--- Task ---
Return the listing word for word, as given.

<<<<

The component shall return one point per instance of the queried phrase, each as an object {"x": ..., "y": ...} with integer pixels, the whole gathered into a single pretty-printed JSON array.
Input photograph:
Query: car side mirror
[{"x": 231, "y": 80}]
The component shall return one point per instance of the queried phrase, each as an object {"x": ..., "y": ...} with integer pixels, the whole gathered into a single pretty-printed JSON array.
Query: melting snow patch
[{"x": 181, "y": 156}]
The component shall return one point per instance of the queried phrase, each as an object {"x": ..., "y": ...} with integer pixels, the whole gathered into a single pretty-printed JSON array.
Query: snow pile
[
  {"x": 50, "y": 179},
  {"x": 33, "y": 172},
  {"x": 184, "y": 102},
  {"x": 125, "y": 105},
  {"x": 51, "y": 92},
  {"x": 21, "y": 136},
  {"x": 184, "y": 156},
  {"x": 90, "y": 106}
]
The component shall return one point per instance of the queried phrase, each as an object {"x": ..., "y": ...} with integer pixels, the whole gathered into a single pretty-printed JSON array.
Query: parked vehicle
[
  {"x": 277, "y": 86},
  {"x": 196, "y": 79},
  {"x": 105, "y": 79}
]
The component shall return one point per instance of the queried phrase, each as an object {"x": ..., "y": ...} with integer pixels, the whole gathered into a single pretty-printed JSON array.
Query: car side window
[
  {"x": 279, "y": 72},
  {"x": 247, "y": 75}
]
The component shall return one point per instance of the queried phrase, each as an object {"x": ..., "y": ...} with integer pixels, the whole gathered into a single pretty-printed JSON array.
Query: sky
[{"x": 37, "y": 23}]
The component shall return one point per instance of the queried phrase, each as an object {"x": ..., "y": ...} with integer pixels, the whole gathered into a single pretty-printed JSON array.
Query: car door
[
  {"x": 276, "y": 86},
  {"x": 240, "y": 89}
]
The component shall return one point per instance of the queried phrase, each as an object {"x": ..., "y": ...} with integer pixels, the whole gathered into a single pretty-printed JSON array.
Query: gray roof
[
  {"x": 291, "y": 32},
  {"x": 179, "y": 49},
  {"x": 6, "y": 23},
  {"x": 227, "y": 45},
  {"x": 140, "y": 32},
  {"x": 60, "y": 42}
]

>>>>

--- Exercise result ---
The component shall return one point per instance of the queried phrase, each as an object {"x": ..., "y": ...} with integer pixels, the whole gathered into a single pretty-printed JSON array.
Input photograph:
Query: car side mirror
[{"x": 231, "y": 80}]
The component shall return one point per instance of the queried phrase, each as an object {"x": ..., "y": ...} with integer pixels, the whole gathered into a single pretty-printed JSON array.
Query: melting snow patch
[{"x": 181, "y": 156}]
The component shall return one point per instance of the queried phrase, each as an object {"x": ..., "y": ...} with integer pixels, the whole gathered into a single pretty-printed JSON array.
Query: snow pile
[
  {"x": 50, "y": 179},
  {"x": 33, "y": 172},
  {"x": 184, "y": 102},
  {"x": 125, "y": 105},
  {"x": 51, "y": 92},
  {"x": 21, "y": 136},
  {"x": 184, "y": 156},
  {"x": 90, "y": 106}
]
The component shall return one point per instance of the queried phrase, each as an object {"x": ..., "y": ...} with integer pixels, the whole gathered into a single pretty-printed JSON array.
Query: parked vehicle
[
  {"x": 277, "y": 86},
  {"x": 196, "y": 79},
  {"x": 105, "y": 79}
]
The component shall return one point per instance of the queried phrase, each as an object {"x": ..., "y": ...} with integer pixels, the whole gathered into a single pretty-printed JSON array.
Query: car side window
[
  {"x": 279, "y": 72},
  {"x": 247, "y": 75}
]
The component shall return one point per instance of the queried phrase, each as an object {"x": ..., "y": ...} with integer pixels, the whole gathered into a single pretty-printed JSON array.
Query: sky
[{"x": 37, "y": 23}]
The component shall return one point per instance of the queried phrase, each as an object {"x": ..., "y": ...} with integer pixels, the whole gathered into a single pretty-printed JSON array.
Query: car door
[
  {"x": 276, "y": 86},
  {"x": 240, "y": 89}
]
The component shall return one point per instance of the queried phrase, each as an object {"x": ..., "y": ...} with integer pixels, the whole gathered into a single pretty-printed JSON array.
Query: gray roof
[
  {"x": 291, "y": 32},
  {"x": 179, "y": 49},
  {"x": 6, "y": 23},
  {"x": 227, "y": 45},
  {"x": 140, "y": 32},
  {"x": 60, "y": 42}
]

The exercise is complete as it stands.